WHAT TO PRODUCE:
Exactly the lines from the one with "point(512, 397)" to the end of the data below should be set down, and no others.

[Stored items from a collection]
────────────────────

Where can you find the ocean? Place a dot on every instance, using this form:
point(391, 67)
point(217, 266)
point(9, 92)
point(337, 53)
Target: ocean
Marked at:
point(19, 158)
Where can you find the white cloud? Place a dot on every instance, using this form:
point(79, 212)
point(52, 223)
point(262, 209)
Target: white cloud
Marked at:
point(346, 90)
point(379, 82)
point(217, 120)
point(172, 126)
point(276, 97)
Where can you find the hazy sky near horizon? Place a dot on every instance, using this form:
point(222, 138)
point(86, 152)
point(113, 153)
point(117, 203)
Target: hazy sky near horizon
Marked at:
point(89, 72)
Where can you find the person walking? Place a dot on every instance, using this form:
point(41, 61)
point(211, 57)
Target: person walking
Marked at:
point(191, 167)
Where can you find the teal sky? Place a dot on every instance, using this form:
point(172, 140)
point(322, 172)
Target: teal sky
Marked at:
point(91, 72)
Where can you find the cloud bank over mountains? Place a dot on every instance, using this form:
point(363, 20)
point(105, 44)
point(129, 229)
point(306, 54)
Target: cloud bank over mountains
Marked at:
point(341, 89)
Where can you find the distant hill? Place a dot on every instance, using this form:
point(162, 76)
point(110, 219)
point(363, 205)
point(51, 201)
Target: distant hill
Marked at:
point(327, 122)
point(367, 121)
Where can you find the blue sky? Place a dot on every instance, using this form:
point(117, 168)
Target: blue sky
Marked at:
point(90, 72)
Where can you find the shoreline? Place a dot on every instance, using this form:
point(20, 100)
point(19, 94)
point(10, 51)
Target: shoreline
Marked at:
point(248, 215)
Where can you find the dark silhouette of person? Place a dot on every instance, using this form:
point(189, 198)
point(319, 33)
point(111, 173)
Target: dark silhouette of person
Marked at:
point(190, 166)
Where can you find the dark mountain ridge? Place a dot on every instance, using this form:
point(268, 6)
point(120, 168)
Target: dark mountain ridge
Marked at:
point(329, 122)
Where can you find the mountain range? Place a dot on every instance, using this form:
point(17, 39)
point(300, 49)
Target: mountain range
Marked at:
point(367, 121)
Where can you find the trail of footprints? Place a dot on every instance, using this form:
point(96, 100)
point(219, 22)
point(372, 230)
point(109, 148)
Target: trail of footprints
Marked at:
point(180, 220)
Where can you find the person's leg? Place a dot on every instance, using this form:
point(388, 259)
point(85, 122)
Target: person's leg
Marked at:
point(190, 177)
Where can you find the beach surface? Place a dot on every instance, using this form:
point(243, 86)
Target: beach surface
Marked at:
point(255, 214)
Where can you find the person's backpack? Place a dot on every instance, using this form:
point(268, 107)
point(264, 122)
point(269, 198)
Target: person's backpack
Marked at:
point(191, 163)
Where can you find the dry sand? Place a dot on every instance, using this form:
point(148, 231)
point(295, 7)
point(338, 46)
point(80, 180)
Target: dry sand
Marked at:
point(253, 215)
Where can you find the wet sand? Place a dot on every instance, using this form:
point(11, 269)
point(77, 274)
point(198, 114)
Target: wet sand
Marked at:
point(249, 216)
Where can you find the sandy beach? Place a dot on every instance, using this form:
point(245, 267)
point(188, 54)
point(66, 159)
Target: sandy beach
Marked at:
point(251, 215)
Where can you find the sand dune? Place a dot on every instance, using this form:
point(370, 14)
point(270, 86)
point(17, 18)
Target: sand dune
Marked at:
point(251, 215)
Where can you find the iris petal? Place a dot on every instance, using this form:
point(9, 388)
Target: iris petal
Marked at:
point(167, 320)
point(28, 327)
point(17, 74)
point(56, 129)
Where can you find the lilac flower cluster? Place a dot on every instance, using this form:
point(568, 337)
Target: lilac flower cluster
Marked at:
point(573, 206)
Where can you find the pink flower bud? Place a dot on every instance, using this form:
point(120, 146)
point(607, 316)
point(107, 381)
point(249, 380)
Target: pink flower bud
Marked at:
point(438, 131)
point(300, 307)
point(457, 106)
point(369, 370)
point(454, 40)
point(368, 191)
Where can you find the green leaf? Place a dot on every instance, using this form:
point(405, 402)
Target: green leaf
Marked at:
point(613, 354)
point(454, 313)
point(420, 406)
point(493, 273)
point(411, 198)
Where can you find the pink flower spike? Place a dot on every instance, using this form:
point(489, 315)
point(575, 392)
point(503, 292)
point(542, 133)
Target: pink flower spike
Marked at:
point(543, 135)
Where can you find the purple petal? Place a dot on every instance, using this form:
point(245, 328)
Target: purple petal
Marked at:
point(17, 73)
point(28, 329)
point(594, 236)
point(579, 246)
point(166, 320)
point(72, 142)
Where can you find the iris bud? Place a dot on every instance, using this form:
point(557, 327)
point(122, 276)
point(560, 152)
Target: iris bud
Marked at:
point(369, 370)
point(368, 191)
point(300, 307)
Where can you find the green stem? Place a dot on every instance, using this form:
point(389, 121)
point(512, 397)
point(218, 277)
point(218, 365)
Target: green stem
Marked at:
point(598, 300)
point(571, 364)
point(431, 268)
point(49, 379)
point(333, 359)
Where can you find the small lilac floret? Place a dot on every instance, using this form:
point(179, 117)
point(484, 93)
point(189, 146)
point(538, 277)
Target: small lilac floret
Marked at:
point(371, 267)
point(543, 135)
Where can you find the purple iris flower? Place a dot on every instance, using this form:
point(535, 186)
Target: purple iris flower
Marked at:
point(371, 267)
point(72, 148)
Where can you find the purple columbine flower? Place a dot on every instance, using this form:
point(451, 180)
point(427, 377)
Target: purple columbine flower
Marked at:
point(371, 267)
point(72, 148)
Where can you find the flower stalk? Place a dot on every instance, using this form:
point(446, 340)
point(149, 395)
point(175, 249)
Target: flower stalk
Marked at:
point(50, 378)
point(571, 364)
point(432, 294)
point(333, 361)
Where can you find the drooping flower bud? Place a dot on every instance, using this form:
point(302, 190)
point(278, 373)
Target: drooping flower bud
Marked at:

────────────────────

OUTPUT OF THE TASK:
point(512, 397)
point(218, 277)
point(218, 365)
Target: green stem
Marked at:
point(598, 300)
point(571, 364)
point(431, 268)
point(49, 379)
point(333, 359)
Where can you find the small lilac floret? Place a dot on every instance, using this form:
point(179, 117)
point(484, 93)
point(189, 146)
point(538, 277)
Target: small lilac floret
Marked at:
point(371, 267)
point(543, 135)
Where can you find the purple iris flower? Place a dot on every instance, using this form:
point(535, 186)
Target: purple iris flower
Marked at:
point(371, 267)
point(72, 148)
Where can you find the purple columbine flower? Place a dot on every instance, using this form:
point(451, 180)
point(427, 377)
Target: purple columbine flower
Marked at:
point(371, 267)
point(72, 148)
Where can you find the flower stalk? Place a dot on every instance, using this form:
point(446, 340)
point(149, 395)
point(175, 249)
Target: flower stalk
Marked at:
point(50, 378)
point(571, 364)
point(432, 294)
point(333, 361)
Where can you find the drooping flower bud? Place a dot on every instance, using this form:
point(302, 190)
point(278, 373)
Target: drooping flower bud
Marked at:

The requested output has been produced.